[Opening Data section]

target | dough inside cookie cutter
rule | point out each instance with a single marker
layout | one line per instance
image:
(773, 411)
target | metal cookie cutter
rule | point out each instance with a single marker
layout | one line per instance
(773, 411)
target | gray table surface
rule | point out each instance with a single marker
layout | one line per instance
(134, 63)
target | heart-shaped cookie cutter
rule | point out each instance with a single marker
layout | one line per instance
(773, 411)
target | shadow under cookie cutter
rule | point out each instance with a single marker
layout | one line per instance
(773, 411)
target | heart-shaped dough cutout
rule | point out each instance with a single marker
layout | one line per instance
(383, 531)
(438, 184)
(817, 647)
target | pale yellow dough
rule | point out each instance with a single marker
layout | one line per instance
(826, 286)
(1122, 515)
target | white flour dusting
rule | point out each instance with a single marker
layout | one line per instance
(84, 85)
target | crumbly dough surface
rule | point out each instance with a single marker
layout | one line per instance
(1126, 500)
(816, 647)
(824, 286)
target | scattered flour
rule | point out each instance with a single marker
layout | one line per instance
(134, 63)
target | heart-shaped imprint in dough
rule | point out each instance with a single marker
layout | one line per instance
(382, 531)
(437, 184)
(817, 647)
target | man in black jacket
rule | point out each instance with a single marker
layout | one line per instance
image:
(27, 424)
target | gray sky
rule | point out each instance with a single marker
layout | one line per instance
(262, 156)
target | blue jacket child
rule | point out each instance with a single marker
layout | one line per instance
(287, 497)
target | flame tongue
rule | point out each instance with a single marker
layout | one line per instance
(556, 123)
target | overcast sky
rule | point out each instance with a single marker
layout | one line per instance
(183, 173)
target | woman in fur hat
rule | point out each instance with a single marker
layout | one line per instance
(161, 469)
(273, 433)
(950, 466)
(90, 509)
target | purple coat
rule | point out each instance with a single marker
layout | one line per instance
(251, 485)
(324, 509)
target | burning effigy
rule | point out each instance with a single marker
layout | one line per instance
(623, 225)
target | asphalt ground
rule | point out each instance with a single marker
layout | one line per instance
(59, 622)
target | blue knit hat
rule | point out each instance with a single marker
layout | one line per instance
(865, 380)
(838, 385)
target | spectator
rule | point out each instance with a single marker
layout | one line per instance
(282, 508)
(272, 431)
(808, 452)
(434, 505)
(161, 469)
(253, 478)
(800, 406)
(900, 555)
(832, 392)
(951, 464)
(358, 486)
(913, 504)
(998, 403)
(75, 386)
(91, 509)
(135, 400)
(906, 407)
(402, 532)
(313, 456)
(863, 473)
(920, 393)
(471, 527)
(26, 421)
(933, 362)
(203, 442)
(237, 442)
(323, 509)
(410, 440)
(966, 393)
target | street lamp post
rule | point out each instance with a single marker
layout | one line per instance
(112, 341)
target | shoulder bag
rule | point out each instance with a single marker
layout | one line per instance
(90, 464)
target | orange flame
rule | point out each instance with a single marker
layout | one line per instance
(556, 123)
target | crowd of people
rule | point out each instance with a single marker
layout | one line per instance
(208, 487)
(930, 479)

[Closing Data section]

- Assigned task -
Search the entries for the word "jacket" and copy every line that has it.

- Exercise solution -
target | man in black jacket
target | blue jacket child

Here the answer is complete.